* [TASKS]:
[a] Answer these from the MonsoonRF passage:
(i) What is MonsoonRF's system called?
(ii) In what month and year was MonsoonRF launched?
(iii) What does the firm hope to begin marketing sometime in 2017?
[b] Repeat word for word the part of the MonsoonRF passage that opens with the words containing "MonsoonRF’s RFID-enabled light" and closes with "control node (receiver).".
[c] Name each MonsoonRF cofounder mentioned in the MonsoonRF passage, along with the title given for each.

* [READING PASSAGE]:
◇ ◇ ◇ ◇ ◇ ◇ ◇

MonsoonRF Shines a Light on RFID

One of the obstacles facing radio frequency identification deployments is the cost and time required to install an RFID infrastructure. Companies wishing to try out a system within a specific area—in order to test the ability to capture tag reads and determine what they can do with that data—must first go through the hassle of installing RFID readers and running cables that connect those devices to reader antennas, to the Ethernet and to a power source.

The three founders of MonsoonRF have developed RFID readers that they say serve to make reader installation as easy as screwing in a light bulb—literally.

MonsoonRF’s RFID-enabled light canister (shown here in a version for track-lighting systems) includes a ring-shaped directional RFID reader antenna, as well as an omni-directional antenna that extends from the canister’s center for transmitting read data to a control node (receiver).

The system, known as the RFID Lantern, consists of an RFID reader built into a canister (a type of lighting fixture) for an LED light bulb. Several companies plan to use prototype versions of the technology during pilot projects for tracking linens this spring, MonsoonRF reports, and it expects to be taking orders for delivery in small quantities later this year. Sometime in 2017, the firm hopes to also begin marketing LED bulbs with their own built-in RFID readers.

John Armstrong, MonsoonRF’s CEO, says he and his company’s two other cofounders (Charles Lim, the company’s COO and CMO, and Carlos Morales, its CSO), launched MonsoonRF in February 2015 to provide a solution that was easier to install than existing RFID technology. The company envisioned a system that a store employee could easily install, and that could be trialed and removed without the commitment of having to run cables or drilling recesses in ceilings. Not only would the readers be easy to install, he says, but they would also be invisible.

◇ ◇ ◇ ◇ ◇ ◇ ◇

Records

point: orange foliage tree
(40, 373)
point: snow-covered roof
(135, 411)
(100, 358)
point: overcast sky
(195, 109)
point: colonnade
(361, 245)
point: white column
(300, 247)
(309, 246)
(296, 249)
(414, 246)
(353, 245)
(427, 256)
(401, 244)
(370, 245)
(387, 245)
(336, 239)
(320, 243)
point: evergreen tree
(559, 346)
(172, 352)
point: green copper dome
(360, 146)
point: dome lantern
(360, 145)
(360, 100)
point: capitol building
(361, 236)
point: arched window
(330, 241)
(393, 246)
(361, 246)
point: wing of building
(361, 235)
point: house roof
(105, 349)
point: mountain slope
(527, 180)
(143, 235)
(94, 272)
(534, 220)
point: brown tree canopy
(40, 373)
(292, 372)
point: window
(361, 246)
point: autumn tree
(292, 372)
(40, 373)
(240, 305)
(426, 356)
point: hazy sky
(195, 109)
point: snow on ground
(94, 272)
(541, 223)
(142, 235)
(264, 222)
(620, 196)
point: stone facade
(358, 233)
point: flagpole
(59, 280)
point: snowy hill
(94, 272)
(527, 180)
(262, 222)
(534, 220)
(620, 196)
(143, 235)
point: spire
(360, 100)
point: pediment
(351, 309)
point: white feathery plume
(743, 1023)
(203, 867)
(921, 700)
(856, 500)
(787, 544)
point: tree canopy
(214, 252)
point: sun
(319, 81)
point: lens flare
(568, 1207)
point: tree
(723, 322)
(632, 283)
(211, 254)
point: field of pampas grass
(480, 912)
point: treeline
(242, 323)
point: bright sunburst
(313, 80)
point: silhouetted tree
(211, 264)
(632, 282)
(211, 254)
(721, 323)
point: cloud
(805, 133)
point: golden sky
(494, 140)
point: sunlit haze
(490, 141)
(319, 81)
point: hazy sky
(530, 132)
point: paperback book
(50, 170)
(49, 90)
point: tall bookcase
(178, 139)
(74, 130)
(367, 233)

◇ ◇ ◇ ◇ ◇ ◇ ◇

* [SOLUTION SET]:
[a]
(i) The RFID Lantern
(ii) February 2015
(iii) LED bulbs with their own built-in RFID readers

[b]
MonsoonRF’s RFID-enabled light canister (shown here in a version for track-lighting systems) includes a ring-shaped directional RFID reader antenna, as well as an omni-directional antenna that extends from the canister’s center for transmitting read data to a control node (receiver).

[c]
John Armstrong, CEO
Charles Lim, COO and CMO
Carlos Morales, CSO